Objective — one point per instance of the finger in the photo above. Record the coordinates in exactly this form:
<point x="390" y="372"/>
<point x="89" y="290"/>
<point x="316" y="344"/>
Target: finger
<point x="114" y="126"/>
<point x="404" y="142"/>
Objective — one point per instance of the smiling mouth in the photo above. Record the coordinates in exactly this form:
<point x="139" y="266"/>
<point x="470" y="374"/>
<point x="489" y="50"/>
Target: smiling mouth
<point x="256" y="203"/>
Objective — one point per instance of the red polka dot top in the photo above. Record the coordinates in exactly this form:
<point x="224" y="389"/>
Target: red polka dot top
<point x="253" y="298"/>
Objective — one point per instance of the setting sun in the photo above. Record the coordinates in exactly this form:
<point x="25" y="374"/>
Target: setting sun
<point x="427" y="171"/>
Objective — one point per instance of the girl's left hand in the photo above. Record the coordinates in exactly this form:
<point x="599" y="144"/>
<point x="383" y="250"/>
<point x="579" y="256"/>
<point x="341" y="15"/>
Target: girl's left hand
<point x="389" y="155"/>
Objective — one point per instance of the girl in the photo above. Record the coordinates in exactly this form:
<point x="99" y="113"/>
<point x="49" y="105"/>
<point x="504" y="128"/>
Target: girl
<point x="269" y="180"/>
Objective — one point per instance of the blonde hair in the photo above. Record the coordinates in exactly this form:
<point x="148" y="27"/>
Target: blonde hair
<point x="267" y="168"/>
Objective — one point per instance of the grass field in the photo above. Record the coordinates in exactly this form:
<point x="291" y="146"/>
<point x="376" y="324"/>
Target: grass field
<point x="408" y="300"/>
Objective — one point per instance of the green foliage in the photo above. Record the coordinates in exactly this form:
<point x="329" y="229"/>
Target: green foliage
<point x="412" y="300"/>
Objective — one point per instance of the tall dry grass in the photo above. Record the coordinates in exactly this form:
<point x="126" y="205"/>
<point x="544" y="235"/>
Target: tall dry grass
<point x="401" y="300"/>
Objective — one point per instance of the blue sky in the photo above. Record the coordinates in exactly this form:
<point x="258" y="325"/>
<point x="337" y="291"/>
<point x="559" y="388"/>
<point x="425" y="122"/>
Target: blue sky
***
**EXERCISE DIRECTIONS:**
Rescale the entries from the line with "Objective — one point per instance of the grass" through the end of the entries, reproducing every line in that span, requests included. Multiply only the answer point coordinates by 0.25 and round them to whole numbers, halves up, leaving the requests and their format samples unchanged and omitting everything outside that span.

**RESPONSE FOR THIS EXERCISE:**
Objective — one point per instance of the grass field in the photo above. Record the coordinates in exactly this form:
<point x="291" y="146"/>
<point x="376" y="324"/>
Target: grass field
<point x="102" y="75"/>
Objective — one point per instance of the green foliage in the photo above. Record the coordinates in exactly this form:
<point x="329" y="229"/>
Target: green foliage
<point x="103" y="75"/>
Objective — one point per instance of the tall dry grass in the photo above. Record the coordinates in exactly this form:
<point x="126" y="205"/>
<point x="544" y="235"/>
Target: tall dry grass
<point x="100" y="75"/>
Objective — one point per instance of the blue sky in the photo above. Record the coordinates in exactly this form:
<point x="258" y="325"/>
<point x="337" y="291"/>
<point x="559" y="388"/>
<point x="425" y="122"/>
Target: blue sky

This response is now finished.